Provided data =>

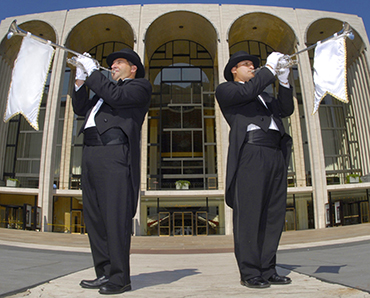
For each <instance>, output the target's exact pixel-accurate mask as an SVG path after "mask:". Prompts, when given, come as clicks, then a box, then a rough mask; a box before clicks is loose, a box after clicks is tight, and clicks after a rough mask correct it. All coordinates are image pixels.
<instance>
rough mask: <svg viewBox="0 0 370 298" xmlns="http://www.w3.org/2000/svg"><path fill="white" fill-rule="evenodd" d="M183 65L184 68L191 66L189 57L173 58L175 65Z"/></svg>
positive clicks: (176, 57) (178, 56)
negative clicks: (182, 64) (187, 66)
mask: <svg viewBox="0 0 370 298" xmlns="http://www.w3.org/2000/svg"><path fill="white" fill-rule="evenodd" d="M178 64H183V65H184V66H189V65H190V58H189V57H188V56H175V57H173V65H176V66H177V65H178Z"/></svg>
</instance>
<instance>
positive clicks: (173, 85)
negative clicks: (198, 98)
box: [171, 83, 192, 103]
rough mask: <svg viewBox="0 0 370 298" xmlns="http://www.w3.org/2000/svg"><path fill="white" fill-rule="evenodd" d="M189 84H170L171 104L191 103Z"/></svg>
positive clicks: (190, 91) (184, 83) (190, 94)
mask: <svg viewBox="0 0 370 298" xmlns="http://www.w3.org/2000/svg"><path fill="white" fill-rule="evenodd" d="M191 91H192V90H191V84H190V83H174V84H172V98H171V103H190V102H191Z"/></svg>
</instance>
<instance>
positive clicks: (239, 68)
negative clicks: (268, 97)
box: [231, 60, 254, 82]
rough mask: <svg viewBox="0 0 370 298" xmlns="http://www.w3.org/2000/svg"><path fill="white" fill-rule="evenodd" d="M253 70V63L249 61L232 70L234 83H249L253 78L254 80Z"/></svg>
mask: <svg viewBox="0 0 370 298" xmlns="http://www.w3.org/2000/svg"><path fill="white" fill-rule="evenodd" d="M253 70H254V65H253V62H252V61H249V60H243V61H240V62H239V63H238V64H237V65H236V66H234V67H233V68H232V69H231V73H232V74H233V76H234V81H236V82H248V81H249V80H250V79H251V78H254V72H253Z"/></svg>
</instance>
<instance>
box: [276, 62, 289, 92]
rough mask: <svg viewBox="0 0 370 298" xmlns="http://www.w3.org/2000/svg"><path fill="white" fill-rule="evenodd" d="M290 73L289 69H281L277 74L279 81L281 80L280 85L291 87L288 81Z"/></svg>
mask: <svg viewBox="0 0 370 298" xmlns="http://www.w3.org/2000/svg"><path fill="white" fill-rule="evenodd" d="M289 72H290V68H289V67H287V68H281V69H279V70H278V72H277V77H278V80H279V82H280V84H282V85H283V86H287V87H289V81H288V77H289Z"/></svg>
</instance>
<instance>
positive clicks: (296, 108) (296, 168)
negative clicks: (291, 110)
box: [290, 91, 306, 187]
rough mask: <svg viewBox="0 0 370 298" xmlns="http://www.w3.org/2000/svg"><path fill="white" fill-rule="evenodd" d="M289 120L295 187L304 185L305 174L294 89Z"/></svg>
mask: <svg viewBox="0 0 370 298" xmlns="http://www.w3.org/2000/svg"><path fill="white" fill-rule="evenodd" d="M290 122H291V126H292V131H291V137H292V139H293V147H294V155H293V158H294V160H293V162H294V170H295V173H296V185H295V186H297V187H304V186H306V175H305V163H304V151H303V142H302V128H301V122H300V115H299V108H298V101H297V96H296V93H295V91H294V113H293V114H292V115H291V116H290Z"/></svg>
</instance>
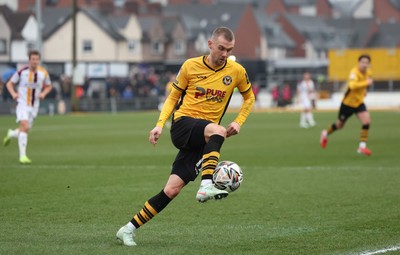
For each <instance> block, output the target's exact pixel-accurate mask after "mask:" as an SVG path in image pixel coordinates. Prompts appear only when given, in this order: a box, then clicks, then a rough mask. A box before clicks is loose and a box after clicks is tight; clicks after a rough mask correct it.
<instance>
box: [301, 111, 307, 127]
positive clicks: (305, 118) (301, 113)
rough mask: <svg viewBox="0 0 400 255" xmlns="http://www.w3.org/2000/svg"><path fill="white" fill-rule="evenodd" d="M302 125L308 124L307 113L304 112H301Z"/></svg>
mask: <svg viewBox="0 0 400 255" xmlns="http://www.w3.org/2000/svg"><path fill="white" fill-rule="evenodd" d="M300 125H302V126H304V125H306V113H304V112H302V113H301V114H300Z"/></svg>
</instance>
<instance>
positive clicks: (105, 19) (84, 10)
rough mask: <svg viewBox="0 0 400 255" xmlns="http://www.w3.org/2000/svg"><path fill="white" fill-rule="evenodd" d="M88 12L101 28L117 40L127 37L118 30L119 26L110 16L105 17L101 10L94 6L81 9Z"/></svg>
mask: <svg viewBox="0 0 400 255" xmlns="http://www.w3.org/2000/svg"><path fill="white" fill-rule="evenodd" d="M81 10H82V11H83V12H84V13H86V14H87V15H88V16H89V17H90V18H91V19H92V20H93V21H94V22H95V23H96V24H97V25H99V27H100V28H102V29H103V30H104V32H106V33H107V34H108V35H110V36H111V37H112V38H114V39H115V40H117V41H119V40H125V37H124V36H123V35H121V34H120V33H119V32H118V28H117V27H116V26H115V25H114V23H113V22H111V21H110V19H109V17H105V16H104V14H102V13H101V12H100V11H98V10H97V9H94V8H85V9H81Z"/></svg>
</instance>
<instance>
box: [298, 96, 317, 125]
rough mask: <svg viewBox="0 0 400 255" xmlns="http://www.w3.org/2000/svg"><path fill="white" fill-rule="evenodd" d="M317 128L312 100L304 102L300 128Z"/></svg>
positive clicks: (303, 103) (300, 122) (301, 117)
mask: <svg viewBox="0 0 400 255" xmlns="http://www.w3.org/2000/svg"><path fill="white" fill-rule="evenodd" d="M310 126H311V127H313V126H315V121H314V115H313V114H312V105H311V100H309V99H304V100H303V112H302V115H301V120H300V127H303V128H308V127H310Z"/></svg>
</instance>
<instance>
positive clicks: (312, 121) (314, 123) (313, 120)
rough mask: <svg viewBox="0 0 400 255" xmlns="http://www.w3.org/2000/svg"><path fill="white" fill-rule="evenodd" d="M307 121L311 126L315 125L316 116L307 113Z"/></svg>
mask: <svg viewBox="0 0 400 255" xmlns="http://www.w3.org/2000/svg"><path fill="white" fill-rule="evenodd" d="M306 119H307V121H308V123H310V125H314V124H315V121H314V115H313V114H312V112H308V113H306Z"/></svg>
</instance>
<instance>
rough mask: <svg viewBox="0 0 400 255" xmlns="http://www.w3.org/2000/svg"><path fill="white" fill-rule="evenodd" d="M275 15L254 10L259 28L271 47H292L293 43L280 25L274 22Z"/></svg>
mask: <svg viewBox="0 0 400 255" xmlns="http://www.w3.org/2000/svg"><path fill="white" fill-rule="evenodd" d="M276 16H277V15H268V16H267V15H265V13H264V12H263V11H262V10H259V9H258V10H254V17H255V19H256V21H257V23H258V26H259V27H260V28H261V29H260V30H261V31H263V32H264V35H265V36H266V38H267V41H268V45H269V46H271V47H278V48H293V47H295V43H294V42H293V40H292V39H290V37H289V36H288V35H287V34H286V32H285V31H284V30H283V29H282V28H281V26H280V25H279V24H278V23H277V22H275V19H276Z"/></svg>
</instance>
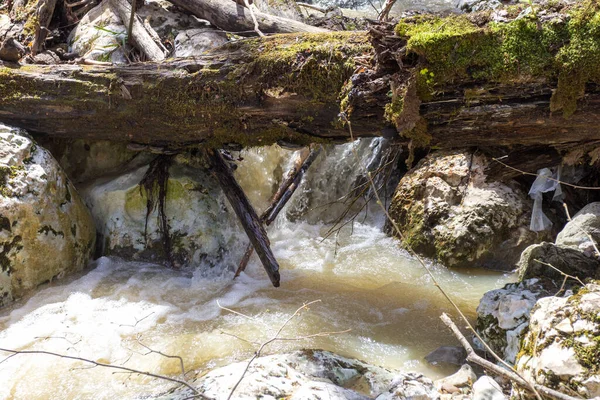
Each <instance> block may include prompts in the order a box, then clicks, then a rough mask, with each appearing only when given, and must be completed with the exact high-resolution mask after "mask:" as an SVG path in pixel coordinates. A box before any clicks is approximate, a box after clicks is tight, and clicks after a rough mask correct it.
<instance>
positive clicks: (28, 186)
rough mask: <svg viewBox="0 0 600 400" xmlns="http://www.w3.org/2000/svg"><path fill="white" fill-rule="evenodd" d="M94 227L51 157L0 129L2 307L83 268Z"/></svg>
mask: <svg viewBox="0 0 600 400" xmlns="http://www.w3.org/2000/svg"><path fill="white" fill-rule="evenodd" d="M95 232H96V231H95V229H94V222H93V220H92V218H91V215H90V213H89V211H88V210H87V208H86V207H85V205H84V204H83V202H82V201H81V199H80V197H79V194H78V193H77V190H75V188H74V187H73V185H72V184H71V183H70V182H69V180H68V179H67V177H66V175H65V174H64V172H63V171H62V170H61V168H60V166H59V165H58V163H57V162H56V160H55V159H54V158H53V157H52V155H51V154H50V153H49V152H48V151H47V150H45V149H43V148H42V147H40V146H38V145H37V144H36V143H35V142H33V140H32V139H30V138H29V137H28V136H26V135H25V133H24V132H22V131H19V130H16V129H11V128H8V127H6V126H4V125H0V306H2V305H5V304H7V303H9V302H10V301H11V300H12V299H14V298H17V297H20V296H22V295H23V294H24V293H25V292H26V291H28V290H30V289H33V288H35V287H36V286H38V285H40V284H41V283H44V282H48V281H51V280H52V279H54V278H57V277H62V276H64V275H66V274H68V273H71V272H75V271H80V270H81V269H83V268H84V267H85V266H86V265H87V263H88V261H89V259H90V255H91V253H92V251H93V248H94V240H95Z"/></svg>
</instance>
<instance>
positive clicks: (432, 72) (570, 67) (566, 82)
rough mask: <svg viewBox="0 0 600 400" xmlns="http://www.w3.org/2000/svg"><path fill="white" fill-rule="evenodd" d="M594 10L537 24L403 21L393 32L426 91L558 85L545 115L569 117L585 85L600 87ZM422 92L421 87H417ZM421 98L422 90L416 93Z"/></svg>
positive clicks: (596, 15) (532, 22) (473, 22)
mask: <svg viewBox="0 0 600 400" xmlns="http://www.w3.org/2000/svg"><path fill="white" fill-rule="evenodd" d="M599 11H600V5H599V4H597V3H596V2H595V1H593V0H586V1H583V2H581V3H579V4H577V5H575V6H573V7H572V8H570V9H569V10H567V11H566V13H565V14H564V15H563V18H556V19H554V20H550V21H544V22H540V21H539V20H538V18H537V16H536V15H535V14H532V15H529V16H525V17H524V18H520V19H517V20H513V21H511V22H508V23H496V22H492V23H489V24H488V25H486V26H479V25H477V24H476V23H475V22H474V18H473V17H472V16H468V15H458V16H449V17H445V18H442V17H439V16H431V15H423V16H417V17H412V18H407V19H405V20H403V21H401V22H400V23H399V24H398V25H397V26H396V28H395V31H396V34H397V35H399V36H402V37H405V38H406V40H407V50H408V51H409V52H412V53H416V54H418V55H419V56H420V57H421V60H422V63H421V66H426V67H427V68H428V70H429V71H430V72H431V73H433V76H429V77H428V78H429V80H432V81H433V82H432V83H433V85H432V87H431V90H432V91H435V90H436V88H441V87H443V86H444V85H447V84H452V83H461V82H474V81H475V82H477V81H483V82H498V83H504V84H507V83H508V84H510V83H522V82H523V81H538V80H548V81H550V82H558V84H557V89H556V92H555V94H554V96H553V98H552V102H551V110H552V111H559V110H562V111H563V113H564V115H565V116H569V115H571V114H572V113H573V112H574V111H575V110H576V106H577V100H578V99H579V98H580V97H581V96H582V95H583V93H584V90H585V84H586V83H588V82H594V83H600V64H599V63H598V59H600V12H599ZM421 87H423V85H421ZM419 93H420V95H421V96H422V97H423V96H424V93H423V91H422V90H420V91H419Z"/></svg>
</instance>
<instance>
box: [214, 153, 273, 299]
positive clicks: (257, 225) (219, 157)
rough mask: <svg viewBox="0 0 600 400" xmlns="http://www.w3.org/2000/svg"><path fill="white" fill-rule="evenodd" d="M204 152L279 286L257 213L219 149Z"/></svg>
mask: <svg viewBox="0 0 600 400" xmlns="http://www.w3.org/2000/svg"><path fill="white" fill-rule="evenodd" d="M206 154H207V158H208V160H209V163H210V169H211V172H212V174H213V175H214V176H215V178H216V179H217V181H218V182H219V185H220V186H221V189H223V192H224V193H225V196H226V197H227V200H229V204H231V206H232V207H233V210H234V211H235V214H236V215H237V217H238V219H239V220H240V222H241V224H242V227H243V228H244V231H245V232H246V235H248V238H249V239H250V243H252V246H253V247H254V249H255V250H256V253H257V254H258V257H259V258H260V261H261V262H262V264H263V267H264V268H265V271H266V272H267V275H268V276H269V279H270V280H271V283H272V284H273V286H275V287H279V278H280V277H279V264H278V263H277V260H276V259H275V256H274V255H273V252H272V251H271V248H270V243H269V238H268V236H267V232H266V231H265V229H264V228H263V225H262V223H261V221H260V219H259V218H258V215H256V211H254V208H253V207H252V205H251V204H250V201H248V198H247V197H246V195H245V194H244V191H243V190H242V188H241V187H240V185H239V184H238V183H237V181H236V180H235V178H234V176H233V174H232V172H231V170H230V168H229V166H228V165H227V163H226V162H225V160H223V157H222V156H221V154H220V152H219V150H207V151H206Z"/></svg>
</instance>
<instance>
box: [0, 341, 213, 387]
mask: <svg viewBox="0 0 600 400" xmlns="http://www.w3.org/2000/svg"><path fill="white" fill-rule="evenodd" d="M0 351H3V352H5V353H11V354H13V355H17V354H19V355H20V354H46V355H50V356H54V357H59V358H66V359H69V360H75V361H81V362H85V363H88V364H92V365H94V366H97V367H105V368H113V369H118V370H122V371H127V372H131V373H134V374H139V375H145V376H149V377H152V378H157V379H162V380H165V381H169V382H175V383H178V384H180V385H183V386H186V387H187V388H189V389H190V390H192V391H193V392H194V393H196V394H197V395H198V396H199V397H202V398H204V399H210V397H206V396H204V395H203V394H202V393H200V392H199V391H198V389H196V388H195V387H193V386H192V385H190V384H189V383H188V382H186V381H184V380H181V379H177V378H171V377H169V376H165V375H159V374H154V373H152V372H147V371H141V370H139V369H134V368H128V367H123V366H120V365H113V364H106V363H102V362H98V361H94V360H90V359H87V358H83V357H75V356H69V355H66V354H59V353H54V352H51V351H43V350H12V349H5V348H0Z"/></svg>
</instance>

Problem statement => Skip the pictures and restate exactly the lines from the beginning of the listing to the line with "negative clicks: (198, 98)", that line included.

Your solution =>
For each <instance>, output the target's exact pixel-accurate mask as an SVG path after "mask:". Prompts, when given, come as clicks, then a box, then a rough mask; a box before clicks is loose, a box after clicks is tight, and clicks after a rough mask correct it. All coordinates are image pixels.
<instance>
rough mask: <svg viewBox="0 0 370 298" xmlns="http://www.w3.org/2000/svg"><path fill="white" fill-rule="evenodd" d="M183 65L184 68L191 66L189 57L173 58L175 65Z"/></svg>
positive clicks: (176, 57) (178, 56)
negative clicks: (182, 64) (187, 66)
mask: <svg viewBox="0 0 370 298" xmlns="http://www.w3.org/2000/svg"><path fill="white" fill-rule="evenodd" d="M178 64H183V65H184V66H189V65H190V58H189V57H188V56H175V57H173V65H176V66H177V65H178Z"/></svg>
</instance>
<instance>
positive clicks: (173, 85)
negative clicks: (198, 98)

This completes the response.